Consegna 1
Mostri ogni riga delle voci che contiene la stringa "tower", distinguendo tra maiuscole e minuscole.
Consegna 2
Prosegua il testo sull'incontro fra il rock e la musica africana, partendo dopo la sua ultima frase.

Estratto del testo
┄┄┄┄┄┄

Rock e Africa: storia e protagonisti di un incontro

Quando si pensa all’incontro fra la tradizione occidentale della musica rock e la cultura africana, la mente va, non a torto, a dischi come Graceland (1986) di Paul Simon, oppure al successo avuto dal giamaicano Linton Kwesi Johnson. Altri ancora, scavando più indietro nel tempo, fanno magari il nome degli Osibisa, che nella prima metà degli anni Settanta proposero un blando mix di atmosfere progressive anglosassoni e melodie subsahariane, in svariati e leggeri dischi, in taluni casi anche di un certo successo. Un certo riscontro commerciale ha avuto pure la serie Realworld inaugurata negli anni Ottanta da Peter Gabriel, che ha lanciato la moda etnica della world music. Ma il vero nocciolo della questione riposa altrove. Proviamo a indagare e a vedere la cosa più in dettaglio.

Il primo, serio e felice tentativo di fare incontrare rock anglo-americano e ritmi africani venne fatto dal grande Dr. John. Nel suo terzo album, Remedies (1970), l’intera seconda facciata era occupata da Angola, una suite di venti minuti che costituiva un interessante e meraviglioso ponte fra il blues e le ritmiche di matrice afro. Una composizione davvero pionieristica, destinata a far registrare con il tempo notevoli sviluppi a più latitudini.
In quello stesso, anno uscì anche lo stupendo e coraggioso LP di debutto di Peter Green. Il grande chitarrista aveva appena lasciato i Fleetwood Mac, dopo cinque storici lavori di British Blues. Prima di scomparire dalle scene, per quasi un decennio – sarebbe ritornato a calcare i palchi della musica, grazie all’aiuto di Peter Bardens (tastierista dei primi Camel), solo nel 1979, con il santaniano In the Skies – pubblicò nel 1970 l’opera magna End of the Game: un album difficile e complesso, all’epoca poco capito, in ragione appunto della sua estrema innovatività, ma divenuto con il tempo un vero e proprio cult-album. Molto sperimentale ed allora con poche pietre di paragone, End of the Game – con, in copertina, la famosa tigre della savana – metteva in scena uno riuscito, eterogeneo connubio di retaggio hard-blues inglese (comunque, a quell’epoca, neonato) e di costruzioni musicali dalla ascendenza africana.

┄┄┄┄┄┄

Voci fornite
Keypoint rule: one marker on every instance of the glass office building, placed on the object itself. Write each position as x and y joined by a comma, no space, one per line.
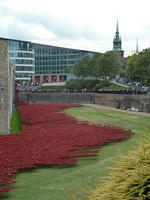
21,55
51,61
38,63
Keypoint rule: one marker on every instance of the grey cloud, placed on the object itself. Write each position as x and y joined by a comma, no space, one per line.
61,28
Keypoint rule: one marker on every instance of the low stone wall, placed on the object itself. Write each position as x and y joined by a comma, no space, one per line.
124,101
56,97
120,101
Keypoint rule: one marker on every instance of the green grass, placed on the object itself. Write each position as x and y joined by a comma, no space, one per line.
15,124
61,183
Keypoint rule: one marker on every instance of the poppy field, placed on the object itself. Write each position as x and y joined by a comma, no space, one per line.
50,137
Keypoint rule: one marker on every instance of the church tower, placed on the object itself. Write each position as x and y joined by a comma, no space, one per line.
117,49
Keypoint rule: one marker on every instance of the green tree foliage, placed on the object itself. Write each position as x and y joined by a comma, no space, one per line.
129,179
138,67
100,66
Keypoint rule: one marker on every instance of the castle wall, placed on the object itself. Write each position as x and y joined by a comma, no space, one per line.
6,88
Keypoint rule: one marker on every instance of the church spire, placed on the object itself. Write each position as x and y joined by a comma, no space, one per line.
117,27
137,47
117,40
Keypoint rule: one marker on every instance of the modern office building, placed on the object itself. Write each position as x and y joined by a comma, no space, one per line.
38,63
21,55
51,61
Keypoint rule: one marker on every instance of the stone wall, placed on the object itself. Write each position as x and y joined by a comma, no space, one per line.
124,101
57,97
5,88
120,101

┄┄┄┄┄┄

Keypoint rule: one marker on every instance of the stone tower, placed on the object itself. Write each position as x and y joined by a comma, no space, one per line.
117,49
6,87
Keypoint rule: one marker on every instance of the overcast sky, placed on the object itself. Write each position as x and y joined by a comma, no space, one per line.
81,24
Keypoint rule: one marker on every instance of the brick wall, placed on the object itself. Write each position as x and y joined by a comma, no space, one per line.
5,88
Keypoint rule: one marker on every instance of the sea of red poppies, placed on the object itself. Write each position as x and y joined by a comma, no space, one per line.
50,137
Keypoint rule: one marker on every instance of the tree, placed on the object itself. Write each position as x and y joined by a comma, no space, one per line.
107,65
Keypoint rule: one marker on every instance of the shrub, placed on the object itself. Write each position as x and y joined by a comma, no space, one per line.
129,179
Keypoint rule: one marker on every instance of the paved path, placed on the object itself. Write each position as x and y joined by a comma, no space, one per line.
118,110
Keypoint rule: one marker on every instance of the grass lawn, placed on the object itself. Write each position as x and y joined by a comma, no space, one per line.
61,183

┄┄┄┄┄┄

Esito dell'esercizio 1
Keypoint rule: one marker on every instance of the church tower, placed on the object itself. Write each position as x and y joined by a comma, no space, one per line.
Keypoint rule: one marker on every instance of the stone tower, placed on the object itself. Write each position as x and y joined by a comma, no space, one per line.

Esito dell'esercizio 2
Altro personaggio di gran spicco per il nostro discorso fu Ginger Baker. L’ex-batterista dei Cream – che aveva suonato, anche, con i Blues Incorporated di Alexis Korner (1962), gli Organisation di Graham Bond (1963-1966) ed i Blind Fate di Eric Clapton e Steve Winwood (1969) – già con i suoi Airforce – due album nel 1970, entrambi doppi: dal vivo il primo ed in studio il secondo – unì jazz-rock e sonorità afro. Non certo casualmente, pure lui veniva dal blues, che fu il trait-d’union per la convergenza di rock europeo ed Africa. La matrice storica e culturale era, del resto, la medesima. Il 1971 vide Baker trasferirsi in Nigeria, dove comprò un appezzamento di terra a Akeja. Vi inaugurò, nel gennaio di solo due anni dopo, uno studio di registrazione, pensato per farvi registrare musicisti locali, valorizzandone e creatività e messaggio, e si interessò, sempre di più, alla musica africana, specie sul piano delle ricerche ritmiche.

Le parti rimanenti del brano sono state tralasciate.